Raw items
::::
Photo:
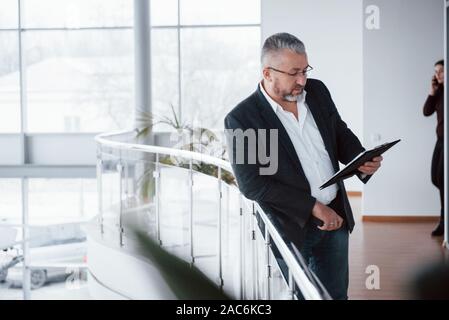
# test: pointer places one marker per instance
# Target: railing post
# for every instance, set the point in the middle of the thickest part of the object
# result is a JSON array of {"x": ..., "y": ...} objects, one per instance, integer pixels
[
  {"x": 100, "y": 192},
  {"x": 255, "y": 273},
  {"x": 26, "y": 276},
  {"x": 268, "y": 264},
  {"x": 120, "y": 222},
  {"x": 192, "y": 253},
  {"x": 220, "y": 208},
  {"x": 242, "y": 249},
  {"x": 291, "y": 285},
  {"x": 156, "y": 176}
]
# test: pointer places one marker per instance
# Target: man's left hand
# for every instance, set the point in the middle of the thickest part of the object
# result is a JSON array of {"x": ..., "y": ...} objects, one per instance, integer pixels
[{"x": 370, "y": 167}]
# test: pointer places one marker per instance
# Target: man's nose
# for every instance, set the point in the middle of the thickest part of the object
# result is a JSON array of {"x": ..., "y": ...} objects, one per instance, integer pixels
[{"x": 301, "y": 80}]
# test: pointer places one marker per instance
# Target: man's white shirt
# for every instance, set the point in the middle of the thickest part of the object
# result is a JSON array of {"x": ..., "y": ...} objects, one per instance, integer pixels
[{"x": 309, "y": 146}]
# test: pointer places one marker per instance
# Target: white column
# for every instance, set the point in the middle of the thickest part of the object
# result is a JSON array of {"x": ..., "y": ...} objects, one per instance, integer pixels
[{"x": 142, "y": 55}]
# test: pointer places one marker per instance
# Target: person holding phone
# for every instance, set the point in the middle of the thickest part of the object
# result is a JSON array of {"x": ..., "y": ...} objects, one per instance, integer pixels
[{"x": 435, "y": 103}]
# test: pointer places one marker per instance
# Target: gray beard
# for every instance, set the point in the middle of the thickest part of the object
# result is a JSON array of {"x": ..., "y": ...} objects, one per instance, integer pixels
[{"x": 290, "y": 98}]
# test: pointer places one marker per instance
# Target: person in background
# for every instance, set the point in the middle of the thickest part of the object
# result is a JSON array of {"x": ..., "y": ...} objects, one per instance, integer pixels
[{"x": 435, "y": 103}]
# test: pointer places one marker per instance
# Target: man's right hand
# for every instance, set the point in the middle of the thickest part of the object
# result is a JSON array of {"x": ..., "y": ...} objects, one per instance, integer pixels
[{"x": 331, "y": 220}]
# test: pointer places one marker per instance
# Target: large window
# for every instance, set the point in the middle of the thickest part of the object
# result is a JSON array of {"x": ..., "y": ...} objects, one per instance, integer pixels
[{"x": 76, "y": 62}]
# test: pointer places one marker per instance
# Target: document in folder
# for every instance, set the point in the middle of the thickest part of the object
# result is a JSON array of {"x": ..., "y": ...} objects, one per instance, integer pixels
[{"x": 352, "y": 167}]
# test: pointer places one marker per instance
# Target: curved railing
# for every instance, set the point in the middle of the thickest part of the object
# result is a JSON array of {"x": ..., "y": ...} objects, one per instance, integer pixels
::::
* **WHAT IS REQUIRED**:
Count the lines in the items above that contain the string "white", treating uppercase and lowercase as different. Reply with the number alone.

* **RESPONSE**:
2